[Material shown]
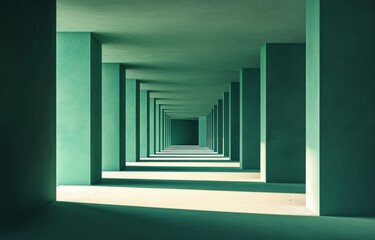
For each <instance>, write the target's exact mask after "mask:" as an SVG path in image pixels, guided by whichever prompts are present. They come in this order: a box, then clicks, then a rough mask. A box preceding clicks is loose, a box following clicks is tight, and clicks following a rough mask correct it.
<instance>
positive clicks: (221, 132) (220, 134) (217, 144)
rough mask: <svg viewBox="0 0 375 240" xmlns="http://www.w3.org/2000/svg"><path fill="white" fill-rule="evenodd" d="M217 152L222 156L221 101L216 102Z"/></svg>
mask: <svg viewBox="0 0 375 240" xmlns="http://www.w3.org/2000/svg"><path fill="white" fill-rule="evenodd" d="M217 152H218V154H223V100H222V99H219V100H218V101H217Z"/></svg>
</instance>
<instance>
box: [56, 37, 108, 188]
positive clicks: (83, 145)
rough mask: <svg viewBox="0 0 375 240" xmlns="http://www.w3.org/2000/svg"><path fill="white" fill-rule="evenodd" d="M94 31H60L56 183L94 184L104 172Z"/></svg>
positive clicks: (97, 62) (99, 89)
[/Material shown]
[Material shown]
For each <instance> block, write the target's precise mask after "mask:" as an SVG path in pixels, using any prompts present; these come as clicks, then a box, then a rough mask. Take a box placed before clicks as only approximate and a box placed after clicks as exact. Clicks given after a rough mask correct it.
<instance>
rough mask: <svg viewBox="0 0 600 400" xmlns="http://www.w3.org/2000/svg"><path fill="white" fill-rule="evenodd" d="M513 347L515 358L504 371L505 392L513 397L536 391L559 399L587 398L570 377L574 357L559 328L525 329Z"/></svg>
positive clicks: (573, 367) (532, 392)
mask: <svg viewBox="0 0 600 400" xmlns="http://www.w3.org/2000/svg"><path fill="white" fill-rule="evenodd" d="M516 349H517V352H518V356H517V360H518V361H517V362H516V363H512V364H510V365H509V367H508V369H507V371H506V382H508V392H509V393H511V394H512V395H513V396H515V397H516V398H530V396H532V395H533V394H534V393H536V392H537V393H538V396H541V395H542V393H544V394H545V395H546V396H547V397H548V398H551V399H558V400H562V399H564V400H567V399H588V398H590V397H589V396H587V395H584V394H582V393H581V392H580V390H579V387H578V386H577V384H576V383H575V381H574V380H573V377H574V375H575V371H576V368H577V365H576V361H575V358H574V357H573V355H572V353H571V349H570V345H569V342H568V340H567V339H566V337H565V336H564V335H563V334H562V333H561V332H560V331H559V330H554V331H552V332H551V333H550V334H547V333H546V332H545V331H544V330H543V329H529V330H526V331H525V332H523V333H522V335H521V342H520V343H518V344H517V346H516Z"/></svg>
[/Material shown]
Task statement
Since only part of the listing is wanted, copy exactly the lines from the one holding "</instance>" to the one holding "positive clicks: (97, 62) (99, 89)", both included.

Output below
</instance>
<instance>
box: [56, 37, 108, 188]
positive clicks: (83, 145)
rough mask: <svg viewBox="0 0 375 240" xmlns="http://www.w3.org/2000/svg"><path fill="white" fill-rule="evenodd" d="M94 31H60L56 183L94 184L104 172Z"/></svg>
positive clicks: (97, 62) (99, 89)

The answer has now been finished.